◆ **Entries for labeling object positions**
....

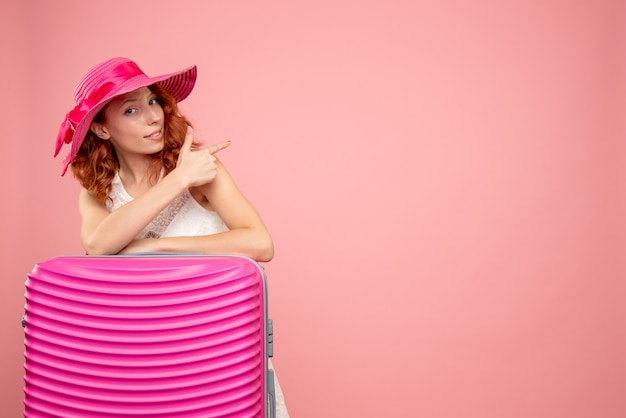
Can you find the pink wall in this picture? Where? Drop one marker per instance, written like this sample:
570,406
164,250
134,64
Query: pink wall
443,179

....

◆ **Task to complete**
Set down every line of the entries above without any change, leaving out the pictures.

◆ **Full answer**
Can you find the pink wall in this picture? Where? Drop one marker per instance, written like this sample:
570,406
164,250
134,64
Query: pink wall
443,179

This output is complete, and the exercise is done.